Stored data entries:

================

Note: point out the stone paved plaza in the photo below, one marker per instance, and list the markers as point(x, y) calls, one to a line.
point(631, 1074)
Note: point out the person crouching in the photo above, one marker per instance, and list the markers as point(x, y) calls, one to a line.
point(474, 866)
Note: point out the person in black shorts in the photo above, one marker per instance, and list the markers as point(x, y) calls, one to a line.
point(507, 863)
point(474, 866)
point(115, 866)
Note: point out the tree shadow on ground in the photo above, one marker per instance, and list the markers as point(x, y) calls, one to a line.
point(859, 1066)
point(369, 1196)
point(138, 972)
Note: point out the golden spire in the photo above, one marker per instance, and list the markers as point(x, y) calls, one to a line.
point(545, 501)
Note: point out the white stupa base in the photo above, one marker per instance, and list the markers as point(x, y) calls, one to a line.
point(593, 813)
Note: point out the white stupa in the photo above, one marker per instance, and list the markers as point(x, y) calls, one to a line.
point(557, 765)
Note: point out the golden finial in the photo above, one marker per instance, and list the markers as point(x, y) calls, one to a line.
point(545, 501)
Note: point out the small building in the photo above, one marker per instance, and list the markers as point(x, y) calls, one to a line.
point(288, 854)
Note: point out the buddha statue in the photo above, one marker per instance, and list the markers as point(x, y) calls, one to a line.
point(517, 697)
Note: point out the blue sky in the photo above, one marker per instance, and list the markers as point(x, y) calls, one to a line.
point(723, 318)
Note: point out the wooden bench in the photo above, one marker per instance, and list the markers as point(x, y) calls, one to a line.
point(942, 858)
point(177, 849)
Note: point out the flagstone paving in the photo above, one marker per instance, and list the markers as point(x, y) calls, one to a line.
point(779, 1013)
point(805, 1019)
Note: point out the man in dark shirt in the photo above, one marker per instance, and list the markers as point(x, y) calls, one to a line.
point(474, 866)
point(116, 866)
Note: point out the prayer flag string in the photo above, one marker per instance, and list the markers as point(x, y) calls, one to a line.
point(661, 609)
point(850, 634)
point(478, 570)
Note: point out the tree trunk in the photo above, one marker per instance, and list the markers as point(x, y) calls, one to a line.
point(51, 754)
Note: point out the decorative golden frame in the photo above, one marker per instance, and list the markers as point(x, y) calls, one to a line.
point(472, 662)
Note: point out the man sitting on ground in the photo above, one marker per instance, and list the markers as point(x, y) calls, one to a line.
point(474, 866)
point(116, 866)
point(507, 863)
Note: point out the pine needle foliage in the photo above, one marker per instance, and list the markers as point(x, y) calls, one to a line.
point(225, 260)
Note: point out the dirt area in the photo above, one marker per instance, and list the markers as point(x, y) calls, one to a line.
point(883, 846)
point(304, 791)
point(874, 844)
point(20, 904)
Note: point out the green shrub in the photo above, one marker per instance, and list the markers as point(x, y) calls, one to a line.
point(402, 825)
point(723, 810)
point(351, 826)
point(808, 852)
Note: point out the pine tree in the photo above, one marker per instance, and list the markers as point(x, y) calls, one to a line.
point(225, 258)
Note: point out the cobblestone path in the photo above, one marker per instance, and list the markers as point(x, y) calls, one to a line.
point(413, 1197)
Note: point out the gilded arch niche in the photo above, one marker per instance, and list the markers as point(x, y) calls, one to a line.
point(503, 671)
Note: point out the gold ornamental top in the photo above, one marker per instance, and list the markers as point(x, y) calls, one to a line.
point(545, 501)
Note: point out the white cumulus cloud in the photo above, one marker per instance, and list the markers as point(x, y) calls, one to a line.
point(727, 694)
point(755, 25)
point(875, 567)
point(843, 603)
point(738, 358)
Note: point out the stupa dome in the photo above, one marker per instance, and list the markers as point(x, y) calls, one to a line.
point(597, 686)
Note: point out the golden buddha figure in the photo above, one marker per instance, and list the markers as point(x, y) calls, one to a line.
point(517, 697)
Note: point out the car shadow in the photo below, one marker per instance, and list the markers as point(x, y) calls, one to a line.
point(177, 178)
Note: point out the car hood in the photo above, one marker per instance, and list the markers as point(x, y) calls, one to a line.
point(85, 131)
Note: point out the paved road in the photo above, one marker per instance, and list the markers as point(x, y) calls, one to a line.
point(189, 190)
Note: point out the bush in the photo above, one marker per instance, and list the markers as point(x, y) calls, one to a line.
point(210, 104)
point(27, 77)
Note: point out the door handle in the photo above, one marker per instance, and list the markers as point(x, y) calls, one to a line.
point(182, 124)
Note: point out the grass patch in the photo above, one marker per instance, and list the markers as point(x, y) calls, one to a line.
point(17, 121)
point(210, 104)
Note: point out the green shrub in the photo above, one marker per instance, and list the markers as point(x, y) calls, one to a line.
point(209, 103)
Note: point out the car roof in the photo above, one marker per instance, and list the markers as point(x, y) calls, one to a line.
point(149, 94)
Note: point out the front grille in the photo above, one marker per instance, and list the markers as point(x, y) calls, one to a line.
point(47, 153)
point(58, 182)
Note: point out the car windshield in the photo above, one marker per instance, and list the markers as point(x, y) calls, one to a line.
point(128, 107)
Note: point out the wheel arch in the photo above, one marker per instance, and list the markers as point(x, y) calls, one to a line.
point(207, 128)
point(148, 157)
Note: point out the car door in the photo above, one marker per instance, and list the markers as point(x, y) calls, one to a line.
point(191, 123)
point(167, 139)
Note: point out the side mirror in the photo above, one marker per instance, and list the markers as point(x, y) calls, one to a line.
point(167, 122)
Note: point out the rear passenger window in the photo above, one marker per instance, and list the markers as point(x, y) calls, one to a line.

================

Copy every entry above word for word.

Note: point out the stone paved plaza in the photo below, one marker per instance, and list the markers as point(x, y) calls, one to a line.
point(631, 1074)
Note: point out the person crouching in the photo above, one marker per instance, and list the markers as point(x, y) calls, one to a line.
point(474, 866)
Note: point out the person in black shorts in the photo above, one marker per instance, and list the markers as point(x, y) calls, one to a line.
point(507, 863)
point(474, 866)
point(115, 866)
Note: point out the tree shadow on ground in the photo above, one marker per instance, and list the markers as point(x, y) calls, one to a line.
point(859, 1066)
point(369, 1196)
point(138, 972)
Note: point out the golden spire in the photo above, one marker per instance, and list the markers as point(x, y) calls, one to a line.
point(545, 501)
Note: point out the white stupa base in the photo above, one marker per instance, and list the markers as point(x, y) calls, one to a line.
point(593, 813)
Note: point out the white stupa in the photo above, one marker per instance, and list the markers as point(x, y) calls, one to a line.
point(557, 765)
Note: point out the golden finial in the photo above, one marker per instance, and list the markers as point(x, y) calls, one to a line.
point(545, 501)
Note: point out the small building in the photo above, one marker per instance, and list the markers as point(x, y) calls, one to a line.
point(288, 854)
Note: point out the buddha statue in the photo above, one marker per instance, and list the markers as point(x, y) calls, one to a line.
point(517, 697)
Note: point out the blue sky in the photo above, one marker per instance, and list the markers as point(x, y) calls, one to a line.
point(723, 318)
Note: point out the wooden bench in the photo above, one marker per instance, and list the markers as point(x, y) calls, one to a line.
point(942, 858)
point(177, 849)
Note: point out the flagstone paving in the photo above, one marker per instance, and list the markers as point(x, y) calls, one to a line.
point(779, 1013)
point(805, 1019)
Note: point out the man in dark shirt in the photo above, one marker per instance, and list the markers as point(x, y) calls, one to a line.
point(474, 866)
point(116, 866)
Note: point out the prayer flag string in the photo above, one marker per instance, and list the markers as point(x, y) calls, one to a line.
point(661, 609)
point(850, 634)
point(478, 570)
Note: point out the tree trunk in the photo above, one marker per instance, and list the markers as point(x, y) calls, one to a line.
point(51, 754)
Note: point out the decorative golden frame in the photo above, one marker per instance, and list the markers as point(x, y) calls, one to a line.
point(472, 662)
Note: point out the man sitting on ground in the photo above, one marker per instance, and list the markers as point(x, y) calls, one to a line.
point(474, 866)
point(116, 866)
point(507, 863)
Note: point out the pine needle foliage in the photo above, one marker per instance, and list the markers as point(x, y) calls, one to a line.
point(225, 260)
Note: point out the dirt area in the photo above, one marker per instance, and list the markers as point(x, y) calls, one to a line.
point(883, 846)
point(304, 791)
point(874, 844)
point(20, 904)
Note: point out the green shrub in the photo above, one marker per instance, and list the markers as point(x, y) calls, one to a line.
point(402, 825)
point(723, 810)
point(351, 826)
point(808, 852)
Note: point out the pine tree in the photo above, one marker per instance, and list the markers as point(x, y) calls, one to a line.
point(225, 258)
Note: point out the cobblestone path in the photo above, one marker per instance, and list the markers as point(x, y) calls, one to a line.
point(413, 1197)
Note: point out the gilded arch niche in the photo above, one marker per instance, and list the markers as point(x, y) calls, one to a line.
point(503, 671)
Note: point out the gold ornamental top in the photo above, one marker per instance, and list the markers as point(x, y) calls, one to a line.
point(545, 501)
Note: point out the white cumulus cloud in the photo above, one marker per instance, and list the markers as point(x, y) calls, one to a line.
point(727, 694)
point(755, 25)
point(875, 567)
point(843, 603)
point(738, 358)
Note: point out the stupa dome in the photo above, one marker per instance, and list the markers as point(x, y) calls, one to a line.
point(597, 686)
Note: point out the golden buddha figure in the photo above, one marker per instance, and list the markers as point(x, y) calls, one to a line.
point(517, 697)
Note: point out the car shadow in the photo below, one marker per instance, and list the markers as point(x, y) calls, one to a line.
point(177, 178)
Note: point out the car hood in the photo above, one marker per instance, and list the markers as point(x, y) calls, one to a line.
point(85, 131)
Note: point out the paved road in the photo above, one marker per instance, and list the markers as point(x, y) calls, one to a line.
point(189, 190)
Note: point out the bush in the photo above, one marker per instance, and list the markers as point(x, y) calls, one to a line.
point(210, 104)
point(27, 77)
Note: point out the door handle in the photo above, one marker per instance, and list the markers as point(x, y) calls, one to a line.
point(182, 124)
Note: point out the grass patch in the photo above, one marker per instance, and list the markers as point(x, y) calls, one to a line.
point(17, 121)
point(210, 104)
Note: point out the green shrub in the photo above, one marker per instance, and list the markers as point(x, y) calls, one to a line.
point(209, 103)
Note: point out the car roof in the photo above, one marker per instance, and list the markers as point(x, y) calls, one to a line.
point(149, 94)
Note: point out the front grille in the photo above, one marker per instance, and list the markers as point(x, y) calls, one to a line.
point(47, 153)
point(58, 182)
Note: point out the car windshield in the photo above, one marker per instance, and list the markers as point(x, y) calls, one to a line.
point(128, 107)
Note: point out the wheel arch in the photo above, one marker per instance, and list the markers as point(x, y) calls, one to a line.
point(207, 128)
point(148, 157)
Note: point out the car door in the photo above, one marker per instance, and list the markers as point(x, y) calls, one to a line.
point(191, 123)
point(167, 139)
Note: point out the side mirror in the photo above, one marker per instance, and list the markers as point(x, y) calls, one to a line.
point(167, 122)
Note: point out the rear passenger window in the photo above, one marker per instance, and list the markers as point(x, y) calls, one to a line.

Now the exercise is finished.